▶ OBJECTIVE:
Please print every record below exactly as it appears.

▶ DATA:

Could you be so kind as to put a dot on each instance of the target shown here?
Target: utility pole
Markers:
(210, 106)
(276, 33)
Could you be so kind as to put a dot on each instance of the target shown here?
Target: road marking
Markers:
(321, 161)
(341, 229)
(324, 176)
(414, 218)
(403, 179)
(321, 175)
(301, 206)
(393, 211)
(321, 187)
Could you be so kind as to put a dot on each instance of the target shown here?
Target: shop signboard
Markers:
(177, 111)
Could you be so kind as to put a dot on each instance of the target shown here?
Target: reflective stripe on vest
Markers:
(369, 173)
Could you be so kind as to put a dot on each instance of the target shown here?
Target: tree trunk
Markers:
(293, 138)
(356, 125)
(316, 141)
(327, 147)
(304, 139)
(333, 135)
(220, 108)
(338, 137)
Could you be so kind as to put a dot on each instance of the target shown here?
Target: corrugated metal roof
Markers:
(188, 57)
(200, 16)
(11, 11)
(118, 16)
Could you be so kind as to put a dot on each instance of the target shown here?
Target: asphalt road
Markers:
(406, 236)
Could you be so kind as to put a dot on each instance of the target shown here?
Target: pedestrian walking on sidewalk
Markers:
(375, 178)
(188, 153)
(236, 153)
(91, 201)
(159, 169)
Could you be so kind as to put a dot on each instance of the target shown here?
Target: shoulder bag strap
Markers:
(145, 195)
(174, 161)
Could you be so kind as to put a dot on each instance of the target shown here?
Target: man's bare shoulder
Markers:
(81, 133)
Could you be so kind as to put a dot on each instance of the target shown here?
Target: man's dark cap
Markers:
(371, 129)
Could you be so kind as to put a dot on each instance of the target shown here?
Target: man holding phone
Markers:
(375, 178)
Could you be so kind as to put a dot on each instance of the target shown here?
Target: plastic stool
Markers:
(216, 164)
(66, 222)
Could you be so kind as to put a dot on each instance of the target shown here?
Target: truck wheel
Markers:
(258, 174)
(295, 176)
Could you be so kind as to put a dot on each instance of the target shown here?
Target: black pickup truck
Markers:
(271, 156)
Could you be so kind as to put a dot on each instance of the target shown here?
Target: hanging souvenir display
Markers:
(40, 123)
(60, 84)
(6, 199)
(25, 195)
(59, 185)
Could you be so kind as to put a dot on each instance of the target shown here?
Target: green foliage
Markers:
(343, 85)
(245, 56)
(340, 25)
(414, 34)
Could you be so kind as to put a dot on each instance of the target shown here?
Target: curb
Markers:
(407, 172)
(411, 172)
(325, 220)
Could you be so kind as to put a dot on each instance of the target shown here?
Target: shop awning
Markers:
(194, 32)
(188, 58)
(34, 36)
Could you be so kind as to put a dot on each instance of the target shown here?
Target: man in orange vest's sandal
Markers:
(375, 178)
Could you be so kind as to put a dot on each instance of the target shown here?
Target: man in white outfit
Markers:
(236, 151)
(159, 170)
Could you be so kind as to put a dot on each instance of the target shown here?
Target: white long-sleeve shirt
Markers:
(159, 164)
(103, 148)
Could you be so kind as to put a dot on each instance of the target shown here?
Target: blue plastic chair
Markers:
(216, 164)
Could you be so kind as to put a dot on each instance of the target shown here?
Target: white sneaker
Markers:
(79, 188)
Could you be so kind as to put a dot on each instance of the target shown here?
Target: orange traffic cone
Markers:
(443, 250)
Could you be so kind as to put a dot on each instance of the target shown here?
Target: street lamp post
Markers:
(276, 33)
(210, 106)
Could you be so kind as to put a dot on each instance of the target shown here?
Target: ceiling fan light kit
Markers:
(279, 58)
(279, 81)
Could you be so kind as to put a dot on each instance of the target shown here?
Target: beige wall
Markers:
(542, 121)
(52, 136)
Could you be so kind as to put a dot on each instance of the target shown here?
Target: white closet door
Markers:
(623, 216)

▶ PROBLEM SOLUTION:
Could you be so kind as to put a dot on each instance of the target shown here?
Target: utility pole
Markers:
(210, 106)
(276, 33)
Could you be so kind as to put a dot on each instance of the target shown here?
Target: road marking
Markers:
(321, 161)
(341, 229)
(324, 176)
(414, 218)
(403, 179)
(321, 175)
(301, 206)
(393, 211)
(321, 187)
Could you be so kind as to put a dot on each instance of the target shown here?
Target: shop signboard
Markers:
(177, 111)
Could you be so kind as to put a dot on each instance of the target shown here?
Target: reflective stripe on vest
Markers:
(369, 173)
Could you be so kind as to put a dot on each instance of the target shown here?
Target: tree trunk
Markers:
(293, 138)
(356, 125)
(316, 141)
(327, 147)
(304, 139)
(333, 135)
(220, 108)
(338, 137)
Could you be so kind as to put a dot on each instance of the target shown here?
Target: corrugated metal roof
Markers:
(188, 57)
(200, 16)
(11, 11)
(118, 16)
Could you be so kind as to put a dot on each instance of the target shown here?
Target: asphalt road
Markers:
(406, 236)
Could you be so kind as to put a dot on each instance of the target shown here?
Target: pedestrian walking on sidewalk
Markers:
(375, 178)
(188, 153)
(236, 153)
(91, 201)
(159, 169)
Could you be so kind as to put a dot on each instance of the target shown here?
Target: shoulder bag strap
Markers:
(145, 195)
(174, 161)
Could you be so kind as to put a dot on each instance of the target shown here?
Target: man's bare shoulder
Markers:
(81, 133)
Could you be so kind as to put a dot on each instance of the target shown here?
Target: man's dark cap
Markers:
(371, 129)
Could you be so kind as to put a dot on each instance of the target shown here?
Target: man holding phone
Markers:
(375, 178)
Could you be so kind as to put a dot on each instance of the target shown here?
Target: plastic stool
Markers:
(216, 164)
(66, 222)
Could you be so kind as to put a dot on each instance of the target shown here?
Target: truck wheel
Markers:
(258, 174)
(295, 176)
Could you be so kind as to put a dot on each instance of the target shown here?
Target: black pickup truck
Markers:
(271, 156)
Could you be so kind as to put a dot on each instance of the target shown here?
Target: hanging souvenir display
Markers:
(40, 123)
(60, 84)
(6, 199)
(25, 195)
(59, 185)
Could you be so kind as to put a dot on each instance of the target shown here?
Target: green foliage
Markers:
(343, 85)
(245, 56)
(340, 25)
(414, 34)
Could you be so kind as to put a dot on each instance of the target shown here?
Target: curb
Markers:
(407, 172)
(411, 172)
(325, 220)
Could you be so kind as to put a dot on each instance of the target shown here?
Target: shop awning
Markers:
(194, 32)
(188, 58)
(34, 36)
Could you be so kind as to put a dot on each instance of the target shown here?
Target: man in orange vest's sandal
Markers:
(375, 178)
Could you be so kind as to put a dot on each instance of the target shown here?
Target: man in white outfit
Markers:
(236, 151)
(159, 170)
Could you be so kind as to put a dot on each instance of the target shown here?
Target: white long-sleeve shirt
Markers:
(159, 164)
(103, 148)
Could you be so kind as to put a dot on each instance of the target shown here?
Target: blue plastic chair
Markers:
(216, 164)
Could you be so kind as to put a dot on each instance of the target shown here?
Target: white sneaker
Markers:
(79, 188)
Could you be so kind as to put a dot on each instance of the target shown here?
Target: orange traffic cone
Markers:
(443, 250)
Could you be so kind as to put a dot on each instance of the target shown here?
Target: street lamp post
Markers:
(276, 33)
(210, 106)
Could you be so kind as to put a dot on each instance of the target shown here?
Target: ceiling fan light kit
Markers:
(279, 58)
(279, 81)
Could you be so kind as to put a dot on each instance of the target shown here?
Target: beige wall
Markers:
(542, 121)
(52, 136)
Could you be so kind as to put a dot on each instance of the target shown here?
Target: white closet door
Markers:
(623, 216)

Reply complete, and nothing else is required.